**To-do item A:** State how many lines of the rows below contain the string "negative", treating uppercase and lowercase as distinct. Give only the number.

**Excerpted text:**
Another important embodiment is the use of particles of solid acid-precursor with particles of an inert masking material other than another solid acid-precursor. The masking material will be termed “inert” if it is not dissolved by the formation-dissolving agent (or by other later-injected fluids or by formation fluids) for a time longer than the time during which the formation dissolving fluid is actively dissolving the formation. The masking material will be termed “permanently inert” if it is not dissolved by the formation dissolving agent (or by other later-injected fluids or by formation fluids) for a time at least as long as the fracture is useful (for example is part of an injection or production flow path), without remediation. The term “inert” will be used here to mean both “inert” and “permanently inert” unless specified otherwise. The masked, unreacted, localities are truly pillars if they extend entirely across the width of the resulting fracture. This is the case as long as not all of the mask has dissolved and some is trapped between the fracture faces or if the fracture faces move toward one another after the mask is gone but the mask had already resulted in less reaction of the fracture faces where the mask had been located. If most or all of the mask dissolves but the fracture faces do not move toward one another after the mask dissolves (the motion has already occurred), the portion of the fracture face where the mask had been is narrower than portions that had not been masked, but that portion still contributes to the flow path. Whether an inert or permanently inert material is used depends upon many factors, including but not limited to the costs and availability of masking materials, how hard or soft the formation is, how hard or soft the masking material is, and the likelihood of fines migration.

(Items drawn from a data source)

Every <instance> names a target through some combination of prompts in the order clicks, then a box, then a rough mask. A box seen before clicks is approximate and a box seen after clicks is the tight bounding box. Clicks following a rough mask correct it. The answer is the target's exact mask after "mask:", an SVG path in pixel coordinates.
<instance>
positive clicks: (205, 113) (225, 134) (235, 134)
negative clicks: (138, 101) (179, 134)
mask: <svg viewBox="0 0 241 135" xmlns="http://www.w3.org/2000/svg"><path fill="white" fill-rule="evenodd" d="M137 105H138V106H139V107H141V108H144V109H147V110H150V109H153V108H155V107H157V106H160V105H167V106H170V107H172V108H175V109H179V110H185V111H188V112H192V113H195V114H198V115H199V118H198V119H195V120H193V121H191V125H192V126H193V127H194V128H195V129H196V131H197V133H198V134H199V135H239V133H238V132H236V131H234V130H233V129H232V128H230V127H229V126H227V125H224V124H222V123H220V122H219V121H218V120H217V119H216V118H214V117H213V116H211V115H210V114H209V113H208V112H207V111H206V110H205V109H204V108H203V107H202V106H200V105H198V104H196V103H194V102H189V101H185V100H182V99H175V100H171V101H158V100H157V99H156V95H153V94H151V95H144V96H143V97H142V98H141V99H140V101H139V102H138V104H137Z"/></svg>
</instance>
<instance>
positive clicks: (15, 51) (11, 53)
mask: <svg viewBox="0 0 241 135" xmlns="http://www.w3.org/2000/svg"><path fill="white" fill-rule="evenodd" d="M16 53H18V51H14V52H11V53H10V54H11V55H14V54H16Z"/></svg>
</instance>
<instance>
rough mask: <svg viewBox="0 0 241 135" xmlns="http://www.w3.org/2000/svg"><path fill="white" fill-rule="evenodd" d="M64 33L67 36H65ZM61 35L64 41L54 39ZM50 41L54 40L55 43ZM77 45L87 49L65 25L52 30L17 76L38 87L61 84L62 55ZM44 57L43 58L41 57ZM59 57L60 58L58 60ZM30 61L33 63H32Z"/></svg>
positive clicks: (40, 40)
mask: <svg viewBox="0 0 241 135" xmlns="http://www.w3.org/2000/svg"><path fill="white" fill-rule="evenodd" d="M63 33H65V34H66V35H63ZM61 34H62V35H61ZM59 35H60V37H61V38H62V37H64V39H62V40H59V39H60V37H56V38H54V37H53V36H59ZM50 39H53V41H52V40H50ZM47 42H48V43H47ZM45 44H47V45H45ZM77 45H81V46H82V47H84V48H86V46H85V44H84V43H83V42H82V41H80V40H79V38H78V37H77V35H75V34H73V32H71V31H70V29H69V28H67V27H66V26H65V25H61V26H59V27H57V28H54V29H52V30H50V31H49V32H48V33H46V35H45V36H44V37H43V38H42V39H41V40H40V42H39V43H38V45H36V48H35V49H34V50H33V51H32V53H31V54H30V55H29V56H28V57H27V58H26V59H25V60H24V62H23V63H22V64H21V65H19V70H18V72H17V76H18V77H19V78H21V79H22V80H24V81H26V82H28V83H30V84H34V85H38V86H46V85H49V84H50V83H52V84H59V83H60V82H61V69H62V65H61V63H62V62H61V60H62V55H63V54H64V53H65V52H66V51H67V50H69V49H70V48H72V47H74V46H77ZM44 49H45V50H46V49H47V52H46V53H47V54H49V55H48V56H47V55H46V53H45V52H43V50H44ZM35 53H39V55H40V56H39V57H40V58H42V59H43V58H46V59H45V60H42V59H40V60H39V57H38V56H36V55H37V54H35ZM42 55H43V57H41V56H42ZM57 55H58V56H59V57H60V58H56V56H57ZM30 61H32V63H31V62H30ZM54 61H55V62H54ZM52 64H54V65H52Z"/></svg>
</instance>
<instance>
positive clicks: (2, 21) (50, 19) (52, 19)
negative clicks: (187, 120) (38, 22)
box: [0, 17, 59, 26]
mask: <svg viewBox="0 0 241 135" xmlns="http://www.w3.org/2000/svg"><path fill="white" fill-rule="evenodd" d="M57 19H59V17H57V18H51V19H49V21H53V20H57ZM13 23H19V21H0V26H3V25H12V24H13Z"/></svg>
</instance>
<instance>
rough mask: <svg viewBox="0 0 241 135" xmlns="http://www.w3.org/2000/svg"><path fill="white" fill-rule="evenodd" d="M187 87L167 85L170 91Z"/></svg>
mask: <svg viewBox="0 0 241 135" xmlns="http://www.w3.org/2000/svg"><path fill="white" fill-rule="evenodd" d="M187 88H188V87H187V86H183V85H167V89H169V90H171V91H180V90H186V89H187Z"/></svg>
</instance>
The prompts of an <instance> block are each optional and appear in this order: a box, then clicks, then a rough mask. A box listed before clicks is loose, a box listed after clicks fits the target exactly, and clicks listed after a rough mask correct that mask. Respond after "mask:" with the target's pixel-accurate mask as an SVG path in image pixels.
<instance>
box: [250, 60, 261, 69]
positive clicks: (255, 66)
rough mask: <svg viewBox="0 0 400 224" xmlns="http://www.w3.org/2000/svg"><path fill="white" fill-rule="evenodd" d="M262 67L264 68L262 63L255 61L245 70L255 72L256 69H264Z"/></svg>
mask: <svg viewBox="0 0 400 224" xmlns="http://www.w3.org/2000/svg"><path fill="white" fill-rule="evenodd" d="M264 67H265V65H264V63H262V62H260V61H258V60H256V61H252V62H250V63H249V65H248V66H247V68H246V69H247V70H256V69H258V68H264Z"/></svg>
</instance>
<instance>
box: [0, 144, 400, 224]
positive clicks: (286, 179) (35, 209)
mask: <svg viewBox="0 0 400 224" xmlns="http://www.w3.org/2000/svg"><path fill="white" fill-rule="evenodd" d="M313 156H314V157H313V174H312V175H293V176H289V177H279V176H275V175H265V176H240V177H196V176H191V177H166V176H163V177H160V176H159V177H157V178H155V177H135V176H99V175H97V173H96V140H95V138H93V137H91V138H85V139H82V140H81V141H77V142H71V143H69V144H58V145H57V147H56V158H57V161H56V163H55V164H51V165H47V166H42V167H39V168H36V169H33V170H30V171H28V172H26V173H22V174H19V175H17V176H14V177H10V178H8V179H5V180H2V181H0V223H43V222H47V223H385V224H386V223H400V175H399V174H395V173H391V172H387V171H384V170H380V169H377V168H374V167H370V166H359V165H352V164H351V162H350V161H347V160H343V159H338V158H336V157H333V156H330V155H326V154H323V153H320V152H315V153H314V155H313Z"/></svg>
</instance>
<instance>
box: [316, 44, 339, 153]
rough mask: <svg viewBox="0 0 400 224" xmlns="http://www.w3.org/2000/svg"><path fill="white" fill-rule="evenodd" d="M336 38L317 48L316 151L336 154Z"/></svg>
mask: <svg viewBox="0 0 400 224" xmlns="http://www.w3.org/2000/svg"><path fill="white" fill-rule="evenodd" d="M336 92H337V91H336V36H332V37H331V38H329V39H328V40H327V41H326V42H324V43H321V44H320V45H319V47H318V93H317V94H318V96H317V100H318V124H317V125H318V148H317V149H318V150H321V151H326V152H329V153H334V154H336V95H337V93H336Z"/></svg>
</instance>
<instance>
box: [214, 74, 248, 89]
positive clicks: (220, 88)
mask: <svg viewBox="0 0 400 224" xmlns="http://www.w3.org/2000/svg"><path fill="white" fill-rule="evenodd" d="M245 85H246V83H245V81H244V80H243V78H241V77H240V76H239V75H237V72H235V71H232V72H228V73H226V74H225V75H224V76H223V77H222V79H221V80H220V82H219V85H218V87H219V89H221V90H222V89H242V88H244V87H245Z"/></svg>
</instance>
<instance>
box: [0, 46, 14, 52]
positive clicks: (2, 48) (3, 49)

**To-do item B:** According to the excerpted text above, what are the masked, unreacted localities truly called if they extend entirely across the width of the resulting fracture?

**Your response A:** 2

**Your response B:** Pillars.